Article:
══════
How I started working at Builder.io

Ersin Akinci
11 min readJun 3, 2022

And how I totally misunderstood what visual programming is all about.

A frustrated-looking man writing a document on an antique typewriter with several crumpled up drafts on the table in front of him.
Me circa 2021 writing forum posts for various SaaS companies, waiting to be recognized.

Have you ever complained really loudly about a product, wrote a totally misleading review unfavorably comparing it against its nearest competitor, and then gotten a job offer from the company that makes it?

A woman beaming with joy and an expression of surprise.
Surprise! It’s a job!

And then you take the job, fall in love with it, totally forget about that stupid review you wrote eons ago. In the meantime, your crappy review of your employer’s product managed to become the #1 ranked link on Google when you search for “[INSERT EMPLOYER’S NAME] vs. [INSERT COMPETITOR’S NAME]”?

A man adjusting his tie with an expression on his face that suggests that he’s just said something quite embarrassing and would like the opportunity to correct the record.

Well, that’s exactly what happened to me with Builder.io.

This is the story of how I came to work at Builder thanks to an embarrassingly wrong comparison that I wrote about their product followed by an ̶o̶b̶n̶o̶x̶i̶o̶u̶s̶l̶y̶ ̶n̶o̶i̶s̶y̶ ̶c̶o̶m̶p̶l̶a̶i̶n̶t̶ in-depth analysis of their docs posted on their forums.

It’s a happy story for me because I found a new career that I love as an Education Engineer that builds on my strengths as a full-stack web dev and as a writer. But it’s also a story about what visual programming — so often misunderstood as “no-code” — is really about and why it’s important to the future of programming.

Frustrations with Webflow, and how I discovered Builder and Plasmic

It was the second half of 2021.

I had recently quit my role as cofounder in a three-person startup and was trying to launch my own micro-SaaS. Just another unemployed software engineer living the dream as a lifestyle startup founder wannabe.
══════
Given information:
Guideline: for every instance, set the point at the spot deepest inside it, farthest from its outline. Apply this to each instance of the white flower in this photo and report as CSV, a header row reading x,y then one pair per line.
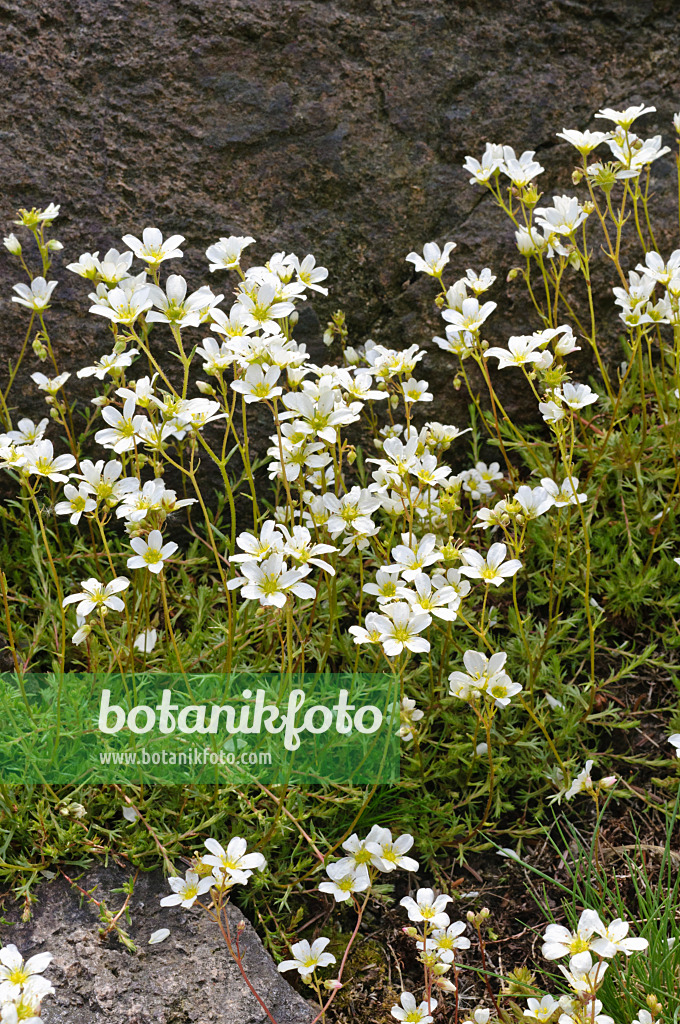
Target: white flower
══════
Aim 1: In the article about starting work at Builder.io, what job title does the author say they found?
Aim 2: Pick up the article about starting work at Builder.io where it leaves off, and keep going in the same first-person voice.
The data has no connection to the text.

Answer 1: Education Engineer.

Answer 2:
A man with a backpack in his hand hanging off the railing of a sailing yacht with a carefree pose.
Me on my way to micro-SaaS success. What could go wrong?

The truth is that I was burned out. It was at that low point when I fell into the same trap that so many burned-out engineers fall into:

Who cares if I don’t care about this product that I’m building? If I could just scale to $10k/mo., set it on auto-pilot, then I’d escape all the drudgery of my life. How hard could it be?

It would take an entire TED talk to explain why that’s a terrible approach to building products. But it did help me stumble upon something that would change the course of my career: visual programming.

You see, even though I was dreaming of micro-SaaS glory, I was so burned out that I didn’t want anything to do with programming. And the worst, most anxiety-inducing part was the prospect of hand-coding all those marketing pages that would let people know what my product was all about.

That’s when I turned to Webflow for help.

A screenshot of an early version of the landing page for my erstwhile micro-SaaS project, No-Show No Mo.
A very early version of the landing page for my micro-SaaS product

Webflow is the 900 pound gorilla of visual website builders. I had worked with Wix and Squarespace before, but those platforms are walled gardens that limit what you can do. With Webflow, you can basically do anything supported by CSS and then some.

I soon found that even Webflow was too restrictive. Their vaunted flexibility only applies to design. You can’t, for example, add a custom component to a Webflow page or design a proper authentication flow.

A whole cottage industry of SaaS products had sprung up around Webflow to address its shortcomings, perhaps most famously Memberstack. But I found their offerings awkward to use because they had to work around Webflow’s fundamental limitations.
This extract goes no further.